(Detection examples)
● ● ●
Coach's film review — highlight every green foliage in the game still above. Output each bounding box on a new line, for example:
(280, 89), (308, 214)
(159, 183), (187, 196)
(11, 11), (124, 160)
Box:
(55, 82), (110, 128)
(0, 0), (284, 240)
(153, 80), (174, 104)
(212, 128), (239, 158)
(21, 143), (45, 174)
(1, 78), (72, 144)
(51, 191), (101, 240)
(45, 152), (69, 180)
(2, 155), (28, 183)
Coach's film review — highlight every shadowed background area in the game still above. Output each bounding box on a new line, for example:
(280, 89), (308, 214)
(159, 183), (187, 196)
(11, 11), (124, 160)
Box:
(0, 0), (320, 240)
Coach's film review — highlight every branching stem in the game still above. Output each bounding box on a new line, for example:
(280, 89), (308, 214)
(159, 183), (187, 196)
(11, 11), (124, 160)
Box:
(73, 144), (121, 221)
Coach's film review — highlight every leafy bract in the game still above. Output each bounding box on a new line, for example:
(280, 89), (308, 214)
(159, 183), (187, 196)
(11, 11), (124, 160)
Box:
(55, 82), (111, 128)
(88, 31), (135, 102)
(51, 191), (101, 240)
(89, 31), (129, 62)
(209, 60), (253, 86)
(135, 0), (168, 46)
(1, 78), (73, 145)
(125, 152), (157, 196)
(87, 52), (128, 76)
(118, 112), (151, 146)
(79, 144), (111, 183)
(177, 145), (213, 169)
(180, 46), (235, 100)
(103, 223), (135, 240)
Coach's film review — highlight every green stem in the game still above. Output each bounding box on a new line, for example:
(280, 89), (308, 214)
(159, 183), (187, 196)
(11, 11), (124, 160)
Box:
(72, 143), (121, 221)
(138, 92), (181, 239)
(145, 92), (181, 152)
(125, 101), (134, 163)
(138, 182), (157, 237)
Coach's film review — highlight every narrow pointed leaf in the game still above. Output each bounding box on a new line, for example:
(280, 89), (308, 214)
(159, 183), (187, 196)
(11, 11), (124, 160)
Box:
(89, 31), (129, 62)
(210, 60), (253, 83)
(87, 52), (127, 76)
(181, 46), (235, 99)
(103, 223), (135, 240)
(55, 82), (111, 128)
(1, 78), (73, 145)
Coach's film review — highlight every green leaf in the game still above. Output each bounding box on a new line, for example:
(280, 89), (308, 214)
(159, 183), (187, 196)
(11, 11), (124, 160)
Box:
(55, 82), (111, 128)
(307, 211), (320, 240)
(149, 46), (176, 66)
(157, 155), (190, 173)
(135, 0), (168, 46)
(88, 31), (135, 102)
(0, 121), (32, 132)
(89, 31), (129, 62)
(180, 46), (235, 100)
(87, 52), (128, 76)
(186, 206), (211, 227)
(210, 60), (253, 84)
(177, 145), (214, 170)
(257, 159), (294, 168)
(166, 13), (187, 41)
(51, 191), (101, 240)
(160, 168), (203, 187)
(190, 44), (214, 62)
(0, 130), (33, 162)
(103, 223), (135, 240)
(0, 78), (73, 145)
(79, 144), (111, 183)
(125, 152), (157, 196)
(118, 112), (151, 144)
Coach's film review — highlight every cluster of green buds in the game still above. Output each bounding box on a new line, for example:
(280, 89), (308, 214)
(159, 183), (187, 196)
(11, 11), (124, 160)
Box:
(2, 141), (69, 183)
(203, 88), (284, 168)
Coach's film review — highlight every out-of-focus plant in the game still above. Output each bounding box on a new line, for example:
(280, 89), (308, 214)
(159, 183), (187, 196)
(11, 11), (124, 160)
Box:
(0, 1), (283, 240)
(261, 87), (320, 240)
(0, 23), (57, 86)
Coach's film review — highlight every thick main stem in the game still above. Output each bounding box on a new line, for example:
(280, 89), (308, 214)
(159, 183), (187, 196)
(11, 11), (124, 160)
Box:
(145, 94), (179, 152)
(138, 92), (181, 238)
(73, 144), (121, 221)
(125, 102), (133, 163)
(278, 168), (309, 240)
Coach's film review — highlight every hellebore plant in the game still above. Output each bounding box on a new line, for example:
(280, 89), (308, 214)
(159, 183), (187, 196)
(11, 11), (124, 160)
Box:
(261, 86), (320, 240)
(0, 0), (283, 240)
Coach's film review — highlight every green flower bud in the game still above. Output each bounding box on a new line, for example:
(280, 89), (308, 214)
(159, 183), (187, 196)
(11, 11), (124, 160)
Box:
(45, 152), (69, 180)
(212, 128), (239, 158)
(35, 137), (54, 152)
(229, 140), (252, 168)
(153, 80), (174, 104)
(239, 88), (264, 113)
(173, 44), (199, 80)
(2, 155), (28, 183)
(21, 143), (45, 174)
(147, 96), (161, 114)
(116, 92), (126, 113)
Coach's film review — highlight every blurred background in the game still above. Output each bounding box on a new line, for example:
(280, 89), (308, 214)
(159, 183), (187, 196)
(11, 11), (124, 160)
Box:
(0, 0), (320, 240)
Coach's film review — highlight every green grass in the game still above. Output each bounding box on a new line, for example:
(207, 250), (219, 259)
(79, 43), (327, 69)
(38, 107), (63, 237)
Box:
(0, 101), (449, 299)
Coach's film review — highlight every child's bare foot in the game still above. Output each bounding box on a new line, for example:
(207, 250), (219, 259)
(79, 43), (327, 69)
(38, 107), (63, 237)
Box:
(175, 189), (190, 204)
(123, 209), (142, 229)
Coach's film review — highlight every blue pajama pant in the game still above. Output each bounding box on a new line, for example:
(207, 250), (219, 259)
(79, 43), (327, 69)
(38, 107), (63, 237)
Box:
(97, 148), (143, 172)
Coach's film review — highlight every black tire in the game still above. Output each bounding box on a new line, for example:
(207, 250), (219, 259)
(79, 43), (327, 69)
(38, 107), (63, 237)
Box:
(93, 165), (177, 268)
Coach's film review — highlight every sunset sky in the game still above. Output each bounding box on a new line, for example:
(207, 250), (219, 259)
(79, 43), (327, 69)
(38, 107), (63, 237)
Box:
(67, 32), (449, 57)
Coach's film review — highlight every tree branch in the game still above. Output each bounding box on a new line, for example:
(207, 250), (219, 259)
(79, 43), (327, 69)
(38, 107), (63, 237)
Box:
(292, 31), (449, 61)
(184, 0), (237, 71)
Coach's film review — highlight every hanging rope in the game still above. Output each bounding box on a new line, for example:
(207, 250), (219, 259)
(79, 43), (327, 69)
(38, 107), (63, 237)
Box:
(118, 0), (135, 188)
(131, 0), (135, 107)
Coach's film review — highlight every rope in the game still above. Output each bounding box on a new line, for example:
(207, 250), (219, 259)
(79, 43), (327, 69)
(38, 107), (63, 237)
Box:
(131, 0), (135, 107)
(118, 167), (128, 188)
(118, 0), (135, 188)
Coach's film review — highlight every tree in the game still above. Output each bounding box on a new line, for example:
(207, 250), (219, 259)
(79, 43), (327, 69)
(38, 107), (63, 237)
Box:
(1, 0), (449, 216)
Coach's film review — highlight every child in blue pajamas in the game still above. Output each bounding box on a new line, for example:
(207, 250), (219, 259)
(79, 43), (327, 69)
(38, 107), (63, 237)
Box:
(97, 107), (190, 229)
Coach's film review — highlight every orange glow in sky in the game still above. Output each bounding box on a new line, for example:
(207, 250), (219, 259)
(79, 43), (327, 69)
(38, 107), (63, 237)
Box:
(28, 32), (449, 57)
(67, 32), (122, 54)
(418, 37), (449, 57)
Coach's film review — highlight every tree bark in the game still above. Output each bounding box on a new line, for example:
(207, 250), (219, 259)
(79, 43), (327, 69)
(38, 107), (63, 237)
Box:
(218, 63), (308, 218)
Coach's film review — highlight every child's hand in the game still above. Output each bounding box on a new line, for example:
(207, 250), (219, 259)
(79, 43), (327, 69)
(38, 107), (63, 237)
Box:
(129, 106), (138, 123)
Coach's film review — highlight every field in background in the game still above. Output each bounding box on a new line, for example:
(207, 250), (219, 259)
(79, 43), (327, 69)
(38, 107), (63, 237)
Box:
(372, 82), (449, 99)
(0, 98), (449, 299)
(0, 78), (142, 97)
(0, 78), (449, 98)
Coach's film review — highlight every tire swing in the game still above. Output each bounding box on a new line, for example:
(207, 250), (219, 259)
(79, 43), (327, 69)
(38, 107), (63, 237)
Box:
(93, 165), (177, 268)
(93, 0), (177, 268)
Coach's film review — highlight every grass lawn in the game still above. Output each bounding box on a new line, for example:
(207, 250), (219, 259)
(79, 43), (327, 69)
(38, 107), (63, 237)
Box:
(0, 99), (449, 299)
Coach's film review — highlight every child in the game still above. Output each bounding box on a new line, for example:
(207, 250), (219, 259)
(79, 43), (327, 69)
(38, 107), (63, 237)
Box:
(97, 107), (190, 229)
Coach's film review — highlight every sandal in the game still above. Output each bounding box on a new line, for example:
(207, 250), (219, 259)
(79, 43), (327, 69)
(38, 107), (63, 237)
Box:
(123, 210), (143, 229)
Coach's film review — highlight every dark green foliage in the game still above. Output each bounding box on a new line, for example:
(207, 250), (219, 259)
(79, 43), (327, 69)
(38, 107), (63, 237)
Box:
● ● ●
(The problem) Pull out every line of the material above that contains the string "tire", matching case exactly.

(Written response)
Coach's film review — highlight every black tire in the game still above. Output each bounding box on a new line, for example:
Coach's film review — highlight every tire swing in the game still above. Output each bounding box on a new line, for example:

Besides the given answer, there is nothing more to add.